- AVAILABLE DATA -
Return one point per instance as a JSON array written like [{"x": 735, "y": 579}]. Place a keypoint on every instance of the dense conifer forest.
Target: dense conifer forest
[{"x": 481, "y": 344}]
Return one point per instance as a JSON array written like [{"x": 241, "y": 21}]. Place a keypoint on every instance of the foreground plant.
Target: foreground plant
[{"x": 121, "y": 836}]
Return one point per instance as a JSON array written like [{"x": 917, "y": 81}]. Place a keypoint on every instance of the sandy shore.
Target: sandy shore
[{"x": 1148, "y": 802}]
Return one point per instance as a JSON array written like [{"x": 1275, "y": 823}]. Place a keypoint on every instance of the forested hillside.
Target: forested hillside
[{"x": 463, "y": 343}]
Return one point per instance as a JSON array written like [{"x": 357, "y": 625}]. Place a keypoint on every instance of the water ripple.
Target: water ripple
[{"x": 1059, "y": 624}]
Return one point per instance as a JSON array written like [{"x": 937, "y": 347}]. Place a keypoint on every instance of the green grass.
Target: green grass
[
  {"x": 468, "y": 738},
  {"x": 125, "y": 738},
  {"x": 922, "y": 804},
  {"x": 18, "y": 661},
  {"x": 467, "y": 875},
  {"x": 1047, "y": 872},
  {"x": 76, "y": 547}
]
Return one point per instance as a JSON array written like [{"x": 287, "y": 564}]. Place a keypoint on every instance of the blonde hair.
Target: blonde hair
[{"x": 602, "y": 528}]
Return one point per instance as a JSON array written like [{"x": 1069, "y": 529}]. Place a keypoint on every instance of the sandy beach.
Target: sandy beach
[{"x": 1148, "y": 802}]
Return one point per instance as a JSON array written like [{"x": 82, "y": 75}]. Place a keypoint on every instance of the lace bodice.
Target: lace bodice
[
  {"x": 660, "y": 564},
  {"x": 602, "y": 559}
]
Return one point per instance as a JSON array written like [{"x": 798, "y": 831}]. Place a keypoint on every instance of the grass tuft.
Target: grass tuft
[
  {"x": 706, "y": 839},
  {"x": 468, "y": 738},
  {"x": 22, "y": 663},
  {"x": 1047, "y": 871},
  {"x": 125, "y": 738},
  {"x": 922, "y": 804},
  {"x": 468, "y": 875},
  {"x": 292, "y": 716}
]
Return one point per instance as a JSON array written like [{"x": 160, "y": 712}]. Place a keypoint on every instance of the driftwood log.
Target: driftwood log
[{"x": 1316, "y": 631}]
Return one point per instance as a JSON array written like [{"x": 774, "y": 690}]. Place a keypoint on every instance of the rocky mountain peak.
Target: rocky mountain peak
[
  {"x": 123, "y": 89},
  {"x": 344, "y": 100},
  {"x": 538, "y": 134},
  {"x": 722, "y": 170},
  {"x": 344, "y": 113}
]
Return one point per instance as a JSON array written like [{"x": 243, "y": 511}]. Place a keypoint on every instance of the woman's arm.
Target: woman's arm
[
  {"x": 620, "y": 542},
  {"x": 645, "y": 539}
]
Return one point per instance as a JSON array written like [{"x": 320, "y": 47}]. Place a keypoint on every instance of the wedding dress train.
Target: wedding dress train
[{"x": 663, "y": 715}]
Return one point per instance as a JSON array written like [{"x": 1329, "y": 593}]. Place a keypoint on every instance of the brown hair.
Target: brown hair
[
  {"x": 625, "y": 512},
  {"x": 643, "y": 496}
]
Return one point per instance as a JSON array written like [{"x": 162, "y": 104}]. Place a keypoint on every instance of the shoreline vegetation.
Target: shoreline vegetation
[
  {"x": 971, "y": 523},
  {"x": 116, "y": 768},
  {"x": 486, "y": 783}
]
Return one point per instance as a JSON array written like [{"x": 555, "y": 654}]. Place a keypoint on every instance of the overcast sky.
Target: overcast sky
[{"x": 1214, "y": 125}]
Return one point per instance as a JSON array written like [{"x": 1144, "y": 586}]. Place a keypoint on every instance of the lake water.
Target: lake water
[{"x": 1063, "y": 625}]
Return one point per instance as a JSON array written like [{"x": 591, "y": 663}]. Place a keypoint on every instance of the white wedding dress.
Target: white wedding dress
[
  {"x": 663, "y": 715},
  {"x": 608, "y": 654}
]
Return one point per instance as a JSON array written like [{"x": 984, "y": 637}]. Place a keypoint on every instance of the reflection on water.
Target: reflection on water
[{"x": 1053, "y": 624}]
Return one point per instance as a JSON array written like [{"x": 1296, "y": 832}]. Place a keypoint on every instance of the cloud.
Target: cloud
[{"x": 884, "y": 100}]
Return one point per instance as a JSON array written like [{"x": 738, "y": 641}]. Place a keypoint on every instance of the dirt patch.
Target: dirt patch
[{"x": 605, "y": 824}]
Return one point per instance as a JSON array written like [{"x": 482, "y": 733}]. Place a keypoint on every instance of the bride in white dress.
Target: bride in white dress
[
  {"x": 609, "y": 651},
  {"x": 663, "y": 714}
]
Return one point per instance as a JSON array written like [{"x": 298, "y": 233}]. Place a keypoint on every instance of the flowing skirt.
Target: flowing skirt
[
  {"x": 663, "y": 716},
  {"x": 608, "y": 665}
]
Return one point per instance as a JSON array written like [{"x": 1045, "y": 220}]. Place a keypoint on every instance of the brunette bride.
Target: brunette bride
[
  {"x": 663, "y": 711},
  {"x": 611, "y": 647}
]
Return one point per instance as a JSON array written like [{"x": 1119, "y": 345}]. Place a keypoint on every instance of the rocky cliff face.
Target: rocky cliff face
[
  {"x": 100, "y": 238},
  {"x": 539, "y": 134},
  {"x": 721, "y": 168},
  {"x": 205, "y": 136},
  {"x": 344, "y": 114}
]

- WHAT THE TASK ASKS -
Each entry above is to be duplicated exactly, with nothing left out.

- YOUR SOLUTION -
Return one point per instance as a JSON array written like [{"x": 735, "y": 579}]. Place a keypoint on every instance of the dense conifer forest.
Target: dense conifer forest
[{"x": 481, "y": 344}]
Return one point per instance as a JSON array written like [{"x": 241, "y": 21}]. Place a keypoint on every instance of the foreground plant.
Target: foreground plant
[{"x": 121, "y": 836}]
Return one point per instance as a JSON array written like [{"x": 917, "y": 81}]. Place a keypoint on every instance of the sandy shore.
Target: sandy shore
[{"x": 1148, "y": 802}]
Return one point per instance as a JSON array written like [{"x": 1275, "y": 823}]. Place a keypoint on every instance of the forested hillside.
Target: forested hillside
[{"x": 463, "y": 343}]
Return one point per instance as a JSON array written like [{"x": 357, "y": 625}]. Place a keypoint on every instance of the water ripple.
Target: water ripple
[{"x": 1059, "y": 624}]
Return one point per instance as a JSON array written like [{"x": 937, "y": 347}]. Place a keypoint on every instance of the green grass.
Target: green grass
[
  {"x": 468, "y": 738},
  {"x": 125, "y": 738},
  {"x": 922, "y": 804},
  {"x": 18, "y": 661},
  {"x": 467, "y": 875},
  {"x": 1047, "y": 872},
  {"x": 76, "y": 547}
]
Return one point per instance as a JSON array written like [{"x": 287, "y": 564}]. Place a keypoint on every instance of the blonde hair.
Target: blonde hair
[{"x": 602, "y": 528}]
Return one point per instance as a JSON array written like [{"x": 1069, "y": 529}]. Place a keypoint on every instance of the sandy beach.
Target: sandy beach
[{"x": 1148, "y": 802}]
Return one point per instance as a JSON array written like [{"x": 82, "y": 75}]. Place a keypoint on every instance of the lace bodice.
Target: lace bodice
[
  {"x": 660, "y": 564},
  {"x": 602, "y": 559}
]
Return one point per instance as a JSON array written like [{"x": 798, "y": 831}]. Place a keypoint on every instance of the grass tuft.
Target: grass tuft
[
  {"x": 706, "y": 839},
  {"x": 468, "y": 738},
  {"x": 22, "y": 663},
  {"x": 1047, "y": 871},
  {"x": 125, "y": 738},
  {"x": 922, "y": 804},
  {"x": 468, "y": 875},
  {"x": 292, "y": 716}
]
Return one point per instance as a JSON array written like [{"x": 160, "y": 712}]. Place a keypoint on every instance of the driftwood log.
Target: driftwood log
[{"x": 1316, "y": 631}]
Return one point per instance as a JSON array written like [{"x": 774, "y": 690}]. Place a keypoint on every instance of the rocky mountain peak.
Target: rocky mountain peak
[
  {"x": 123, "y": 89},
  {"x": 344, "y": 100},
  {"x": 538, "y": 134},
  {"x": 722, "y": 170},
  {"x": 344, "y": 113}
]
Return one point per instance as a JSON array written like [{"x": 243, "y": 511}]. Place a keypoint on every instance of the woman's arm.
Target: woman's arm
[
  {"x": 620, "y": 542},
  {"x": 645, "y": 539}
]
Return one point per instance as a JSON array written like [{"x": 320, "y": 47}]. Place a keypoint on every instance of the wedding dress train.
Target: wedding dress train
[{"x": 663, "y": 715}]
Return one point per instance as a JSON array written like [{"x": 1329, "y": 593}]. Place a keypoint on every instance of the brown hair.
Target: brown hair
[
  {"x": 625, "y": 512},
  {"x": 643, "y": 496}
]
Return one point per instance as a JSON array written like [{"x": 162, "y": 104}]. Place a keypoint on every instance of the shoreline vegetation.
Target: shoreline vegetation
[
  {"x": 971, "y": 523},
  {"x": 116, "y": 768},
  {"x": 486, "y": 783}
]
Return one point per instance as a JSON array written like [{"x": 555, "y": 654}]. Place a keypoint on every instance of the overcast sky.
Target: overcast sky
[{"x": 1214, "y": 125}]
Return one point per instance as a JSON array written like [{"x": 1144, "y": 586}]. Place a keypoint on every instance of the lake water.
Target: lake water
[{"x": 1063, "y": 625}]
Return one point per instance as a JSON array written like [{"x": 591, "y": 663}]. Place a keypoint on every instance of the white wedding dress.
Target: white wedding dress
[
  {"x": 663, "y": 715},
  {"x": 608, "y": 654}
]
Return one point per instance as a JSON array written like [{"x": 984, "y": 637}]. Place a keypoint on every instance of the reflection on water.
Target: reflection on water
[{"x": 1053, "y": 624}]
Return one point per instance as a JSON array written like [{"x": 1296, "y": 832}]. Place a keypoint on every instance of the cloud.
Target: cloud
[{"x": 884, "y": 100}]
Return one point per instance as a JSON array written like [{"x": 738, "y": 641}]. Place a keypoint on every instance of the dirt patch.
Target: dirt patch
[{"x": 605, "y": 824}]
Return one point per instance as a JSON array written like [{"x": 482, "y": 733}]. Place a keypoint on every instance of the bride in white dress.
Target: bride in white dress
[
  {"x": 609, "y": 651},
  {"x": 663, "y": 714}
]
Return one point per instance as a JSON array written like [{"x": 298, "y": 233}]. Place a keypoint on every instance of the flowing skirt.
Target: flowing skirt
[
  {"x": 663, "y": 716},
  {"x": 608, "y": 665}
]
Return one point per instance as a JSON array written like [{"x": 1045, "y": 220}]. Place a keypoint on every instance of the brunette bride.
Target: brunette bride
[
  {"x": 663, "y": 711},
  {"x": 611, "y": 647}
]
Return one point per instance as a JSON array written like [{"x": 1119, "y": 345}]. Place a keypoint on every instance of the rocky cliff face.
Target: rocky cliff face
[
  {"x": 100, "y": 238},
  {"x": 539, "y": 134},
  {"x": 721, "y": 168},
  {"x": 205, "y": 136},
  {"x": 344, "y": 114}
]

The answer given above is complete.